→ WHAT IS REQUIRED
Turn all of the material below into a JSON list of strings, with one string for each line and no blank lines. Leave the pictures out.

→ INFORMATION SHOWN
-*-*-

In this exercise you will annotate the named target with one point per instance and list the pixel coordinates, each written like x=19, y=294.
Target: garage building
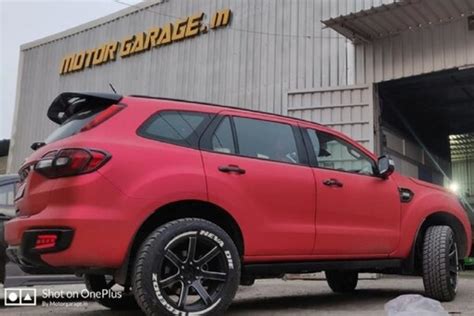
x=398, y=76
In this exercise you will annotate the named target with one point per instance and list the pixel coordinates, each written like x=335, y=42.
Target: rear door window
x=266, y=140
x=178, y=127
x=222, y=139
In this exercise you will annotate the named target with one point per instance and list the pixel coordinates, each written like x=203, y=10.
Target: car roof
x=230, y=107
x=9, y=179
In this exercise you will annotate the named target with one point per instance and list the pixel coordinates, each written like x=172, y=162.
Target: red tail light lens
x=46, y=241
x=103, y=116
x=71, y=162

-*-*-

→ REPLY
[
  "In this exercise you will annotate the named target with one point per instance and list the pixel coordinates, each written like x=19, y=294.",
  "Target: garage building",
  "x=398, y=76",
  "In this exercise you will annotate the named target with one point per instance and list the pixel coordinates, each written like x=335, y=42.",
  "Target: rear door window",
  "x=266, y=140",
  "x=178, y=127",
  "x=222, y=139",
  "In this exercise you will annotate the named target with one point per instance and list the pixel coordinates, each written like x=203, y=10.",
  "Target: car roof",
  "x=230, y=107",
  "x=9, y=179",
  "In this exercise you will annotate the named target with one point per instance and list the pixel coordinates, each written like x=172, y=162.",
  "Target: red tail light lens",
  "x=46, y=241",
  "x=103, y=116",
  "x=71, y=162"
]